**Required tasks:**
1. Return the part of the deer hunting text that begins at the words "This is likely" and stops after the words "reanalyze and recharge.", copied exactly.
2. Decide whether each statement below agrees with the deer hunting text, answering yes or no and quoting the deciding words from the text. (a) Many bucks will use the same areas in winter that they used during the summer and early season. (b) Hunters should set up between bedding cover and the best late-season food source. (c) This week is the easiest week of the season to hunt.

**Text passage:**
☆ ☆ ☆ ☆

It’s hard to believe the rut is over. But for the northern half of the country, it’s largely complete. That said, there are a few nuggets of rut activity to be had in the next four weeks. Here is your plan for hunting the middle to northern half of the country throughout the next 30 days.
This is likely the toughest week of the season to hunt. You’re coming off the tail end of the rut. Deer have been pressured all season long. Bucks are rutted down and have slunk off to the few remaining pockets of unpressured ground that haven’t been fouled by hunters during the season. And you’re likely seeing little from the stand and on your cameras. In essence, as for your game plan, it’s time to regroup, reanalyze and recharge.
Now is the time to find that deer you’ve been after all season. Deer have predominately left their rut ranges and are shifting to their winter ranges. For many bucks, this will be the same area(s) they used during the summer and early season. For other bucks that received a lot of pressure during the early season and pre-rut, it might be a different location.
Nonetheless, whether bucks you’re familiar with or new bucks that have moved in are inhabiting the ground you hunt, seek out the best, thickest bedding cover you can find. Locate those late-season honey holes that haven’t been hunted very hard this season. Those mature bucks will get the pick of the litter when it comes to quality bedding locations. Find them. Focus on them. Set up between them and the best late-season food source you can find.

☆ ☆ ☆ ☆

**Supplied data:**
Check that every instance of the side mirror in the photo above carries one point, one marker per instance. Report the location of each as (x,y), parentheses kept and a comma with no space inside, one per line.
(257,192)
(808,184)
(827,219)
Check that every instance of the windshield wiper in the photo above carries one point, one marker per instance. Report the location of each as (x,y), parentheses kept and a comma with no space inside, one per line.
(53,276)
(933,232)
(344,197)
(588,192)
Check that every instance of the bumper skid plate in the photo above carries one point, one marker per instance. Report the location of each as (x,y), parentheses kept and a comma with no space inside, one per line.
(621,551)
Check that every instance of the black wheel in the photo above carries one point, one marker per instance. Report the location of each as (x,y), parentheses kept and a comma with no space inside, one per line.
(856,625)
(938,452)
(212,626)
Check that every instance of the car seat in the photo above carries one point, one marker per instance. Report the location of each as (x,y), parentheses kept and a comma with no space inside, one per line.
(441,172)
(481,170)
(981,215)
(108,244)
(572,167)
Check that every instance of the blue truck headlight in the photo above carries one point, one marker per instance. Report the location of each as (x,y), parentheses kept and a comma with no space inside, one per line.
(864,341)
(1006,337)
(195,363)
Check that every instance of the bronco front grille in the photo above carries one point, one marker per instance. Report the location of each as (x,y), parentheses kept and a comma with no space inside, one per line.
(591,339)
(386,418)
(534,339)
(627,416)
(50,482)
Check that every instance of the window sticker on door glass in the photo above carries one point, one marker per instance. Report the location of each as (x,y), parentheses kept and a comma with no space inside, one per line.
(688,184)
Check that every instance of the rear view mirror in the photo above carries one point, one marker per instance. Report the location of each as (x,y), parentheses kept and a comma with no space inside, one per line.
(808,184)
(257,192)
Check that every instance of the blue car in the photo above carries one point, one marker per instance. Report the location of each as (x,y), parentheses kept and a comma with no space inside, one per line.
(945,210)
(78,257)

☆ ☆ ☆ ☆

**Solution list:**
1.
This is likely the toughest week of the season to hunt. You’re coming off the tail end of the rut. Deer have been pressured all season long. Bucks are rutted down and have slunk off to the few remaining pockets of unpressured ground that haven’t been fouled by hunters during the season. And you’re likely seeing little from the stand and on your cameras. In essence, as for your game plan, it’s time to regroup, reanalyze and recharge.

2.
(a) Yes: "For many bucks, this will be the same area(s) they used during the summer and early season."
(b) Yes: "Set up between them and the best late-season food source you can find."
(c) No: "This is likely the toughest week of the season to hunt."